Data items
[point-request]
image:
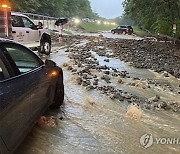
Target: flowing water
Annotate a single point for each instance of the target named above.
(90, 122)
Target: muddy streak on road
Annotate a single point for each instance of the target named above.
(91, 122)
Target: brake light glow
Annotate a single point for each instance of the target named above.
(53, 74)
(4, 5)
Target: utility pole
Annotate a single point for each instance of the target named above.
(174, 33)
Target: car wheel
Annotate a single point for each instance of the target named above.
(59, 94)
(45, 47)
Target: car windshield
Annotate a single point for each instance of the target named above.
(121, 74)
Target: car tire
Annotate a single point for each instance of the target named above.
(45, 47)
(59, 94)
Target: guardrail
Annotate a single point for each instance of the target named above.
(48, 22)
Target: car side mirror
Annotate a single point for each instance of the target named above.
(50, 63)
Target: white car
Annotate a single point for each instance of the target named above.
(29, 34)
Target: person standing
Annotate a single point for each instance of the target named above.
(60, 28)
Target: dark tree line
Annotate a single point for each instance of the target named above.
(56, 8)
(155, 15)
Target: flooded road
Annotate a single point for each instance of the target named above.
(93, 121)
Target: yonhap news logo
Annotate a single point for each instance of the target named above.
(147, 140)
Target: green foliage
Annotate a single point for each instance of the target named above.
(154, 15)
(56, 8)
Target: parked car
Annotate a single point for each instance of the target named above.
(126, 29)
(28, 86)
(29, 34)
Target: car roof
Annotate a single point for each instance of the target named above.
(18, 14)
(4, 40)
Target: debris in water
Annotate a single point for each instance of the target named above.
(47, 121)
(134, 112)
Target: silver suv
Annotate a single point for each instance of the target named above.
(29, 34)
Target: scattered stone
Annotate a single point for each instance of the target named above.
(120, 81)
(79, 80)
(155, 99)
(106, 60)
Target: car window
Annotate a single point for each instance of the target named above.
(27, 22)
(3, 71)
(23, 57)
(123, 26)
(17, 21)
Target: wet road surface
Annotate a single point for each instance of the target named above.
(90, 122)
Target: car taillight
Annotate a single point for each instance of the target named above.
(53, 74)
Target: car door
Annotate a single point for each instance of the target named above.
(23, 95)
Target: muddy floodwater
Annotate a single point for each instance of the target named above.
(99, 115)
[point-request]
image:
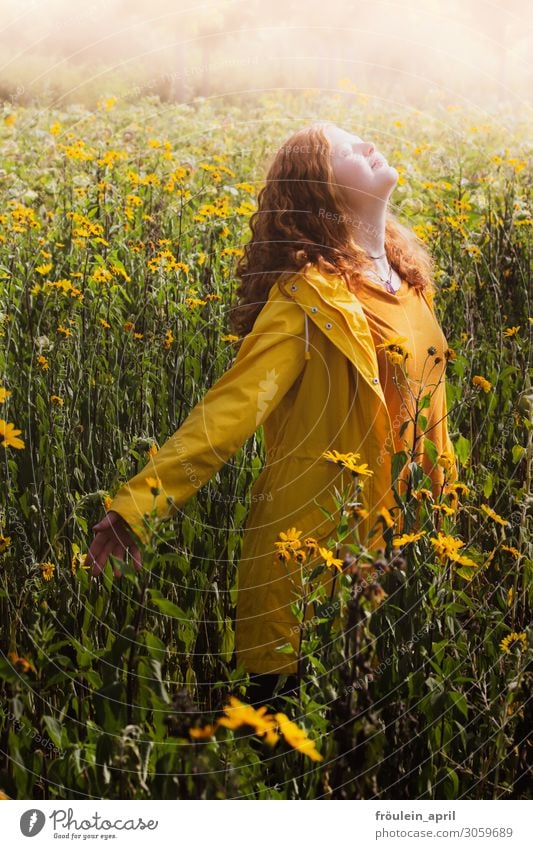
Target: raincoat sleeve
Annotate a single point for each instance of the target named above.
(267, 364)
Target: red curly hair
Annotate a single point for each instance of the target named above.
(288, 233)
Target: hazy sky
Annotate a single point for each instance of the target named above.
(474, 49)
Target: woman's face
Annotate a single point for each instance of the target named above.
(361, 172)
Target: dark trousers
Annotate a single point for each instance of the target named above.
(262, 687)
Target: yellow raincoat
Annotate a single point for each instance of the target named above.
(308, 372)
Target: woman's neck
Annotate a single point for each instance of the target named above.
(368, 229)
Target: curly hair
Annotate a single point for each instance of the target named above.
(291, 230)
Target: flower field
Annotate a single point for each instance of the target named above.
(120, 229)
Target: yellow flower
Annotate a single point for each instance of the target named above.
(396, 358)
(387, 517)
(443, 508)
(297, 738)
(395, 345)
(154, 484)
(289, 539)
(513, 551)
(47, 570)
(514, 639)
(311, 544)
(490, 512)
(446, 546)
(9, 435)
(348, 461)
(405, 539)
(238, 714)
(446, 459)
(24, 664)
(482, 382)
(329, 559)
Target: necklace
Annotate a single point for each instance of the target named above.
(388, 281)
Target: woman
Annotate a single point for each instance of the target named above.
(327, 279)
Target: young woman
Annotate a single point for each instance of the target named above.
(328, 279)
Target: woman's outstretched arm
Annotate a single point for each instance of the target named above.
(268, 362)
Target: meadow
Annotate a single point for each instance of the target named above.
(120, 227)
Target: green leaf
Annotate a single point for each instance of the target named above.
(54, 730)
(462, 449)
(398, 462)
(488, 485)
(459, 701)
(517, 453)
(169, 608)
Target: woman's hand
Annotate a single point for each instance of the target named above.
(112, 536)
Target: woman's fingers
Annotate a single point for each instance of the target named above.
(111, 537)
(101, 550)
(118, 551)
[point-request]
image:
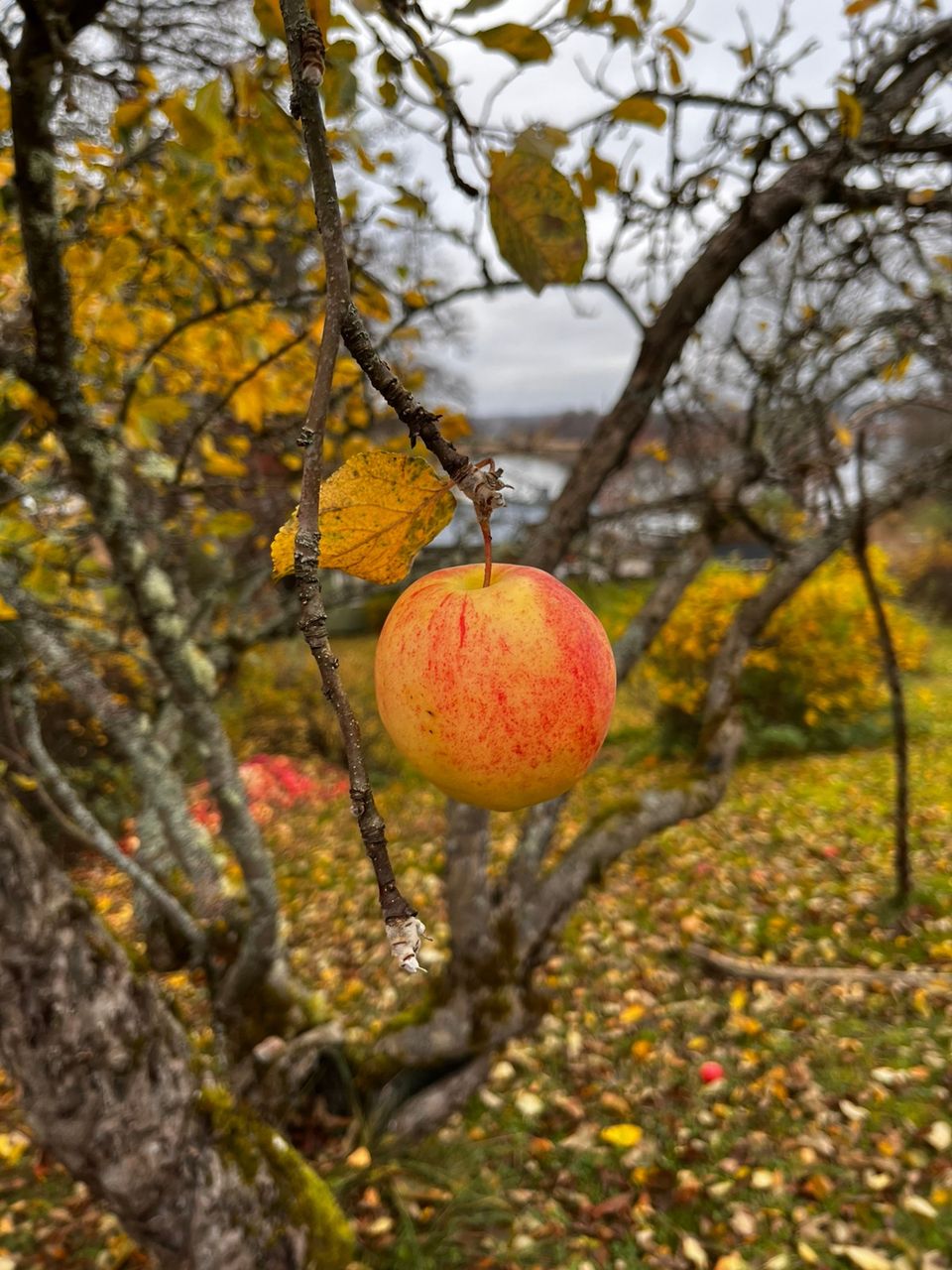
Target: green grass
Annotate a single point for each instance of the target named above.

[Task details] Restate the data above exactly, stripping out each image.

[Task result]
[point-request]
image:
Target: flowing water
Annotate a single point for each instance of the target named above.
(90, 122)
Target: muddy streak on road
Annotate a single point for each instance of the target named above.
(91, 122)
Target: brake light glow
Annotate a single point for each instance of the target named above.
(53, 74)
(4, 5)
Target: utility pole
Annotate a single point for each instance of the target named above.
(174, 33)
Target: car wheel
Annotate a single point for each instance of the target named above.
(59, 94)
(45, 47)
Target: car windshield
Annotate a single point for each instance of the target named above.
(121, 74)
Target: car tire
Annotate a single point for each instance of the target named above.
(45, 47)
(59, 94)
Target: guardrail
Annotate a single point for each instance of the target named above.
(48, 22)
Target: car side mirror
Annotate a single point for each instance of the target named above.
(50, 63)
Target: white car
Annotate a single point for each instance of the target named above.
(29, 34)
Target: person standing
Annotate a single point for each instance of the target named above.
(60, 28)
Target: dark tree line
Annotate a single point for each instance of the target named above.
(56, 8)
(155, 15)
Target: flooded road
Annotate a single point for each instance of the target named above.
(93, 121)
Target: yonhap news logo
Annotate a single point for each instance of the target named above.
(147, 140)
Target: green foliage
Annotate a single point for each instance of the target named above.
(154, 15)
(56, 8)
Target: parked car
Annotate a single point for each instance of the target named above.
(126, 29)
(28, 86)
(29, 34)
Target: car roof
Annotate a single point for each instance of the target named above.
(18, 14)
(4, 40)
Target: debris in water
Annotate a single point for each instance of the target named above.
(47, 121)
(134, 112)
Target: silver suv
Annotate a single point for each instance of the target named above.
(29, 34)
Target: scattered stone
Annotate a single point for each instance of the target named above.
(120, 81)
(79, 80)
(155, 99)
(106, 60)
Target: car window
Annotate a single point for each instance of the target named above.
(27, 22)
(3, 71)
(23, 57)
(123, 26)
(17, 21)
Target: wet road surface
Annotate a single point for each instance of the target named above.
(90, 122)
Target: car taillight
Annotate a single point for each instance of the target named above.
(53, 74)
Target: car door
Annotate a single point for each instance of the target named above.
(23, 95)
Target: muddy floodwater
Annotate a single point for each instance of the target named above.
(99, 115)
[point-request]
image:
Target: raincoat sleeve
Annotate a single point for each instance of the target named above.
(267, 364)
Target: red curly hair
Annotate a single point for each instance of the target named above.
(288, 233)
Target: hazy sky
Annotate a single point for each instance of the target named above.
(474, 49)
Target: woman's face
Annotate a single point for each instance of the target named above.
(361, 172)
Target: dark trousers
Annotate a single point for each instance of the target named above.
(262, 687)
Target: yellow raincoat
Annotate a single point for each instance of the target named above.
(308, 372)
Target: woman's neck
Annotate a single point for each instance of the target named above.
(368, 229)
Target: curly hair
Annotate a single point for each instance of the target named above.
(291, 230)
Target: flower field
Annotate a single point for each instance of the target named above.
(120, 229)
Target: yellow flower
Annotate a single point for each instance of the target named above.
(396, 358)
(387, 517)
(443, 508)
(297, 738)
(395, 345)
(154, 484)
(289, 539)
(513, 551)
(47, 570)
(514, 639)
(311, 544)
(490, 512)
(446, 546)
(9, 435)
(348, 461)
(405, 539)
(238, 714)
(446, 459)
(24, 664)
(482, 382)
(329, 559)
Target: necklace
Annotate a single point for each instance of the target named above.
(388, 281)
Target: woman
Annotate a single point for each instance of the target named above.
(327, 279)
Target: young woman
Annotate a single point for each instance of the target named above.
(328, 279)
Target: woman's outstretched arm
Annotate a single point for each instance of the target named above.
(268, 362)
Target: meadow
Annotate a single point for each instance of the target named above.
(120, 227)
Target: green leaf
Annotate a single point for each instance of the target named above.
(54, 730)
(462, 449)
(398, 462)
(488, 485)
(459, 701)
(517, 453)
(169, 608)
Target: woman's hand
Annotate a single point for each instance of the target named above.
(112, 536)
Target: woman's fingers
Annotate a single point for each instance of the target named above.
(111, 537)
(101, 550)
(118, 551)
[point-request]
image:
Target: green grass
Annotate a single point for each instance of the target named above.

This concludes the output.